• WHAT TO PRODUCE: Please render every line of the rows below as a JSON list of strings, one string per line, with blank lines skipped and the pictures left out.
··· EXCERPTED RECORDS
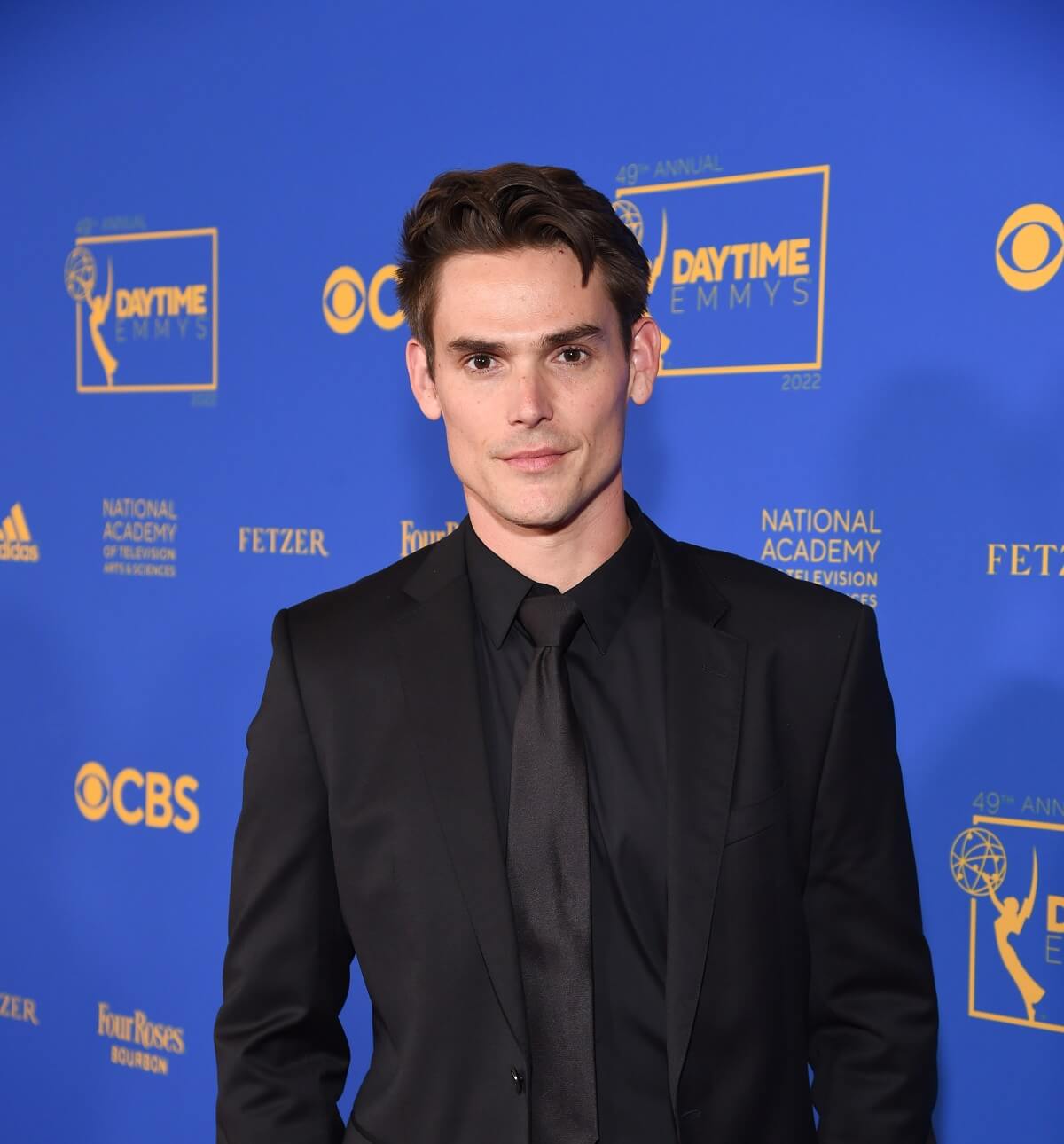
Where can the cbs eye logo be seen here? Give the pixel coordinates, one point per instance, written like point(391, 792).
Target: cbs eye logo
point(150, 801)
point(1029, 246)
point(345, 300)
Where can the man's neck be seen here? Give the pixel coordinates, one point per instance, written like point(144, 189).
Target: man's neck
point(562, 556)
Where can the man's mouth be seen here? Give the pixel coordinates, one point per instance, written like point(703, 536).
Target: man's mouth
point(535, 460)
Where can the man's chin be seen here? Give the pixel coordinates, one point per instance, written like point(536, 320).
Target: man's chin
point(540, 510)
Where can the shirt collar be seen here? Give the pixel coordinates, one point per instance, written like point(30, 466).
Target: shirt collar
point(604, 596)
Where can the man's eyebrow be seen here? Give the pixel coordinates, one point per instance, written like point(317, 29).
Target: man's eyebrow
point(583, 332)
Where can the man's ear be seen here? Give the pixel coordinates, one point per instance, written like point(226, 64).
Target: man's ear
point(645, 359)
point(421, 380)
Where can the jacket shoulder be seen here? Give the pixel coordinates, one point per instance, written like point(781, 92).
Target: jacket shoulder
point(763, 598)
point(363, 604)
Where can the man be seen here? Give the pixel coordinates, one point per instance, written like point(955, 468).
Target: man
point(614, 824)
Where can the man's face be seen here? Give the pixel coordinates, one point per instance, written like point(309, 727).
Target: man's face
point(531, 382)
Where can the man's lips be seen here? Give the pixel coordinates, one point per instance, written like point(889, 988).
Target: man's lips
point(535, 460)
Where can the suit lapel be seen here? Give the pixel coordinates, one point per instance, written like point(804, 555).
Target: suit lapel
point(437, 662)
point(704, 677)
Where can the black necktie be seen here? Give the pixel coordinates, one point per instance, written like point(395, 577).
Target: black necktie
point(547, 865)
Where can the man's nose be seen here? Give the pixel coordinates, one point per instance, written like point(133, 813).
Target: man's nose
point(530, 398)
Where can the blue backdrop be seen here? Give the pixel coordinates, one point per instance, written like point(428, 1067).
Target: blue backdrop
point(855, 217)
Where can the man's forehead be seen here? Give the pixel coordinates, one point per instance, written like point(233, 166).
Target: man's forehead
point(525, 292)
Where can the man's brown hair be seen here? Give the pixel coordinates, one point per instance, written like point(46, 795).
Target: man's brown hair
point(508, 208)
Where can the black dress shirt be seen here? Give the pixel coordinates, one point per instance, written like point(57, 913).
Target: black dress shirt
point(615, 670)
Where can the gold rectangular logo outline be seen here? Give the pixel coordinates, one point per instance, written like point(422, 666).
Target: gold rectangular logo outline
point(141, 236)
point(981, 1015)
point(756, 176)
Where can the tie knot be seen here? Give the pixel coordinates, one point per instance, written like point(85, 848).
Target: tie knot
point(552, 622)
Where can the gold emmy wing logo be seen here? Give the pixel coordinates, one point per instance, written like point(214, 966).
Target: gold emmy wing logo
point(981, 868)
point(732, 276)
point(1024, 251)
point(153, 324)
point(16, 544)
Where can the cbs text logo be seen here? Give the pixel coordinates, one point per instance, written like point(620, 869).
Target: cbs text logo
point(149, 799)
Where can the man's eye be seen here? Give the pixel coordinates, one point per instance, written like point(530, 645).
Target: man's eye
point(575, 360)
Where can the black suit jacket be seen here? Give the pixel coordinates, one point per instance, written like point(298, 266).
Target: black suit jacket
point(367, 827)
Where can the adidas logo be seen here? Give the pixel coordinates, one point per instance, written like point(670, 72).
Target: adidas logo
point(15, 540)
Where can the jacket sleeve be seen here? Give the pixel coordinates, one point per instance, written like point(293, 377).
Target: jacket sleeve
point(282, 1052)
point(873, 1012)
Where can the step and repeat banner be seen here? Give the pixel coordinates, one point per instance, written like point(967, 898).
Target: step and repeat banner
point(854, 215)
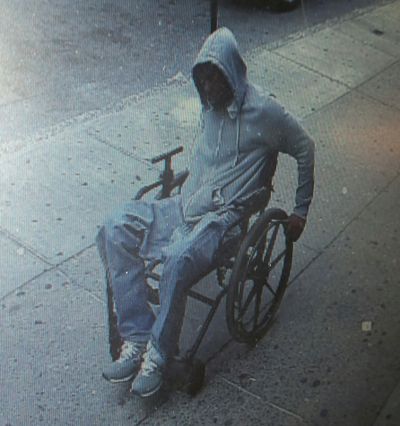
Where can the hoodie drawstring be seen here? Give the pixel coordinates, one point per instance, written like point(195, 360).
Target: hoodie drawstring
point(237, 139)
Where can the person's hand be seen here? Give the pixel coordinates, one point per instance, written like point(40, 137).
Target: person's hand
point(295, 227)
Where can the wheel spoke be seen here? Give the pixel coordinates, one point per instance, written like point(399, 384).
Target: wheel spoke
point(257, 307)
point(276, 260)
point(271, 244)
point(249, 299)
point(270, 288)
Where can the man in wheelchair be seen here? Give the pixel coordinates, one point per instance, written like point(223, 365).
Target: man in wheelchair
point(243, 131)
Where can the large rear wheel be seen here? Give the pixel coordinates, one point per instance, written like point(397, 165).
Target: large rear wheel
point(259, 277)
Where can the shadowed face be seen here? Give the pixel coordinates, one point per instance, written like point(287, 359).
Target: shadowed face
point(212, 85)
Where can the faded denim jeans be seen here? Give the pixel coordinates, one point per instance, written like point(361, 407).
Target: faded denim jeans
point(156, 230)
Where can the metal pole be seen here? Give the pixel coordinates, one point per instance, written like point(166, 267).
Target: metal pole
point(214, 14)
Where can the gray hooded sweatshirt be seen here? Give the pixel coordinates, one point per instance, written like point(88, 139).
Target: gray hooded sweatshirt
point(237, 149)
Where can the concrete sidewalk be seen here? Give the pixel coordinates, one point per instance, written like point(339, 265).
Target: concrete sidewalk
point(332, 357)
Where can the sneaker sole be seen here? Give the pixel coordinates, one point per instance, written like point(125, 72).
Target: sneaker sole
point(123, 380)
point(149, 393)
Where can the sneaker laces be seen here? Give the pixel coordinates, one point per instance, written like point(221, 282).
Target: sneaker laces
point(148, 365)
point(129, 350)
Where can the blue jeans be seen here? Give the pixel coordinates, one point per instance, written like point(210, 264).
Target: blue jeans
point(156, 230)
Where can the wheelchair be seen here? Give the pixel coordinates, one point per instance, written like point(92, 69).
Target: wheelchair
point(252, 274)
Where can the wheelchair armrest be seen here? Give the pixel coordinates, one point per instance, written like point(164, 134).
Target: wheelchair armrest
point(168, 179)
point(254, 202)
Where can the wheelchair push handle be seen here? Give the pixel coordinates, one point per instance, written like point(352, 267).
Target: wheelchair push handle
point(167, 155)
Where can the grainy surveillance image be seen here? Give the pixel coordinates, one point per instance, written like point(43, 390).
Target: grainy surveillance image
point(199, 212)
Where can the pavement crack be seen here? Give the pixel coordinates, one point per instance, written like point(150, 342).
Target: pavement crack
point(357, 215)
point(74, 283)
point(25, 246)
point(254, 395)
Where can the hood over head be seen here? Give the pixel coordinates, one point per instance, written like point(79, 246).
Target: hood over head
point(221, 49)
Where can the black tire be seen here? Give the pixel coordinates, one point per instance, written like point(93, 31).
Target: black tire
point(259, 277)
point(283, 5)
point(114, 338)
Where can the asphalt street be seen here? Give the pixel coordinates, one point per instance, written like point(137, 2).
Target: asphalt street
point(76, 143)
point(60, 59)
······
• TASK SOLUTION:
[
  "Where can the cbs eye logo be seen here? Give the pixel coordinates, one point per instance, written like point(391, 792).",
  "Target: cbs eye logo",
  "point(150, 801)",
  "point(1029, 246)",
  "point(345, 300)",
  "Where can the man's neck be seen here? Give the pixel coordinates, one point per instance, written like point(144, 189).",
  "Target: man's neck",
  "point(562, 556)",
  "Where can the man's mouth be seen here? Give the pixel coordinates, one point per instance, written like point(703, 536).",
  "Target: man's mouth",
  "point(535, 460)",
  "Where can the man's chin be seen here? Give the pixel coordinates, one point per instance, written like point(536, 320).",
  "Target: man's chin",
  "point(540, 510)",
  "Where can the shirt collar be seen here? Give the pixel coordinates, one point per instance, written like point(30, 466).",
  "Target: shirt collar",
  "point(604, 596)",
  "Where can the man's eyebrow be seen here? Give the pixel coordinates, one point per instance, written like point(317, 29).",
  "Target: man's eyebrow",
  "point(583, 332)",
  "Where can the man's ear be seen here? Give the pixel coordinates, one point per instance, written like point(226, 64).",
  "Target: man's ear",
  "point(645, 359)",
  "point(421, 380)",
  "Where can the jacket shoulder be seen here? Give the pixel coordinates, one point per instance, written like point(781, 92).",
  "Target: jacket shoulder",
  "point(763, 598)",
  "point(363, 604)",
  "Where can the man be seen here? Give the pixel coordinates, one point per instance, written like point(955, 468).",
  "Target: man",
  "point(614, 824)",
  "Where can the man's face be seen here? Give the pixel coordinates, one point per instance, written like point(309, 727).",
  "Target: man's face",
  "point(531, 382)",
  "Where can the man's lips be seen here? Give the pixel coordinates, one point per instance, written like point(889, 988).",
  "Target: man's lips",
  "point(535, 460)",
  "Where can the suit lapel be seen here? Give the pixel coordinates, one point per instance, written like point(804, 555).",
  "Target: suit lapel",
  "point(437, 662)",
  "point(704, 677)",
  "Where can the black necktie be seen here? Give the pixel coordinates, one point per instance, written like point(395, 577).",
  "Target: black necktie",
  "point(547, 865)",
  "Where can the man's nose be seen here? Give the pixel coordinates, one point per instance, written like point(133, 813).",
  "Target: man's nose",
  "point(530, 398)",
  "Where can the blue backdrop be seen here? Give the pixel coordinates, one point per instance, written like point(428, 1067).",
  "Target: blue backdrop",
  "point(855, 217)",
  "Where can the man's forehead be seen here? Give the pixel coordinates, one point per instance, written like point(233, 166).",
  "Target: man's forehead",
  "point(525, 292)",
  "Where can the man's brown hair be seen here? Give the pixel coordinates, one point per instance, written like point(46, 795).",
  "Target: man's brown hair",
  "point(508, 208)",
  "Where can the black dress shirt be seen here? Give the pixel coordinates, one point per instance, written like point(57, 913).",
  "Target: black dress shirt",
  "point(615, 670)",
  "Where can the gold rectangular logo outline be seen here? Give the pixel coordinates, one point per instance, written like point(422, 666).",
  "Target: gold rectangular logo outline",
  "point(141, 236)",
  "point(981, 1015)",
  "point(756, 176)",
  "Where can the tie knot be seen here? Give the pixel coordinates, one point per instance, written like point(85, 848).",
  "Target: tie knot",
  "point(552, 622)",
  "Where can the gold emmy wing logo be seen here? Give the pixel coordinates, one point per instance, written like point(214, 966).",
  "Target: gold emmy wing logo",
  "point(981, 868)",
  "point(732, 276)",
  "point(1024, 251)",
  "point(153, 324)",
  "point(16, 544)",
  "Where can the cbs text logo be seen here? Give the pixel coordinates, one point per instance, written like point(620, 869).",
  "Target: cbs text logo",
  "point(149, 799)",
  "Where can the man's eye be seen here? Give the pixel coordinates, one point per instance, written like point(530, 645).",
  "Target: man's eye",
  "point(575, 360)",
  "Where can the black suit jacket be seen here? Give the pixel coordinates, one point per instance, written like point(298, 266).",
  "Target: black suit jacket",
  "point(367, 827)",
  "Where can the adidas logo be seen here? Give the pixel coordinates, one point per instance, written like point(670, 72).",
  "Target: adidas logo",
  "point(15, 540)",
  "Where can the jacket sleeve be seen here? Give the pixel coordinates, one point per instance, written like point(293, 377).",
  "Target: jacket sleeve",
  "point(282, 1052)",
  "point(873, 1012)",
  "Where can the step and repeat banner be seen here? Give the pixel coordinates, one point per instance, written like point(967, 898).",
  "Target: step and repeat banner",
  "point(854, 215)",
  "Where can the hoodie drawstring be seen here? Give the pixel coordinates, one point per instance, written like point(195, 360).",
  "Target: hoodie drawstring",
  "point(237, 139)",
  "Where can the person's hand be seen here? Give the pixel coordinates, one point per instance, written like point(40, 137).",
  "Target: person's hand",
  "point(295, 227)",
  "Where can the wheel spoke be seen here? Give the pixel coordinates, one point per instance, written like point(399, 384).",
  "Target: wheel spoke",
  "point(257, 307)",
  "point(276, 260)",
  "point(271, 244)",
  "point(249, 299)",
  "point(270, 288)",
  "Where can the man in wheelchair be seen here? Give the pixel coordinates, one point per instance, written like point(223, 365).",
  "Target: man in wheelchair",
  "point(243, 131)",
  "Where can the large rear wheel be seen here? Give the pixel coordinates, one point per instance, written like point(397, 165).",
  "Target: large rear wheel",
  "point(259, 277)",
  "Where can the shadowed face be seen here? Give the pixel coordinates, one point per instance, written like point(287, 359).",
  "Target: shadowed face",
  "point(212, 85)",
  "Where can the faded denim jeans be seen here? Give the pixel coordinates, one point per instance, written like point(361, 407).",
  "Target: faded denim jeans",
  "point(156, 230)",
  "Where can the metal pole be seen here? Give the pixel coordinates, one point per instance, written like point(166, 267).",
  "Target: metal pole",
  "point(214, 14)",
  "Where can the gray hooded sweatshirt be seen here? Give the pixel coordinates, one point per instance, written like point(88, 139).",
  "Target: gray hooded sweatshirt",
  "point(237, 149)",
  "Where can the concrete sidewalk be seen here? Give the pixel coordinates, one point per instance, written like point(339, 265).",
  "Target: concrete sidewalk",
  "point(332, 357)",
  "Where can the sneaker sole be seen here? Give the pixel coordinates, one point per instance, written like point(125, 72).",
  "Target: sneaker sole",
  "point(123, 380)",
  "point(149, 393)",
  "Where can the sneaker laces be seen here? Give the pixel coordinates, one point per instance, written like point(221, 282).",
  "Target: sneaker laces",
  "point(148, 365)",
  "point(129, 350)",
  "Where can the blue jeans be seen here? Give the pixel coordinates, one point per instance, written like point(210, 264).",
  "Target: blue jeans",
  "point(156, 230)",
  "Where can the wheelchair be seen here? Give the pixel coordinates, one point per instance, written like point(92, 69).",
  "Target: wheelchair",
  "point(252, 274)",
  "Where can the wheelchair armrest be seen here? Give the pixel coordinates, one point per instance, written like point(164, 134).",
  "Target: wheelchair armrest",
  "point(168, 179)",
  "point(254, 202)",
  "Where can the wheelchair push handle be seen here? Give the pixel coordinates, one point per instance, written like point(352, 267).",
  "Target: wheelchair push handle",
  "point(167, 155)",
  "Where can the grainy surveillance image be seen here? Give the pixel coordinates, one point per instance, written like point(43, 390).",
  "Target: grainy surveillance image",
  "point(199, 212)",
  "Where can the pavement crack be seen here? Give the pixel coordinates, one point per instance, written like point(150, 342).",
  "Target: pavement crack",
  "point(357, 215)",
  "point(74, 283)",
  "point(25, 246)",
  "point(254, 395)",
  "Where can the hood over head be seen here? Give the pixel coordinates, one point per instance, written like point(79, 246).",
  "Target: hood over head",
  "point(221, 49)",
  "Where can the black tire be seen here? Give the pixel coordinates, one point per instance, written like point(93, 31).",
  "Target: black tire",
  "point(259, 277)",
  "point(283, 5)",
  "point(114, 338)",
  "Where can the asphalt street be seen here? Give the pixel coordinates, one point per instance, written like point(137, 2).",
  "Target: asphalt street",
  "point(76, 143)",
  "point(60, 59)"
]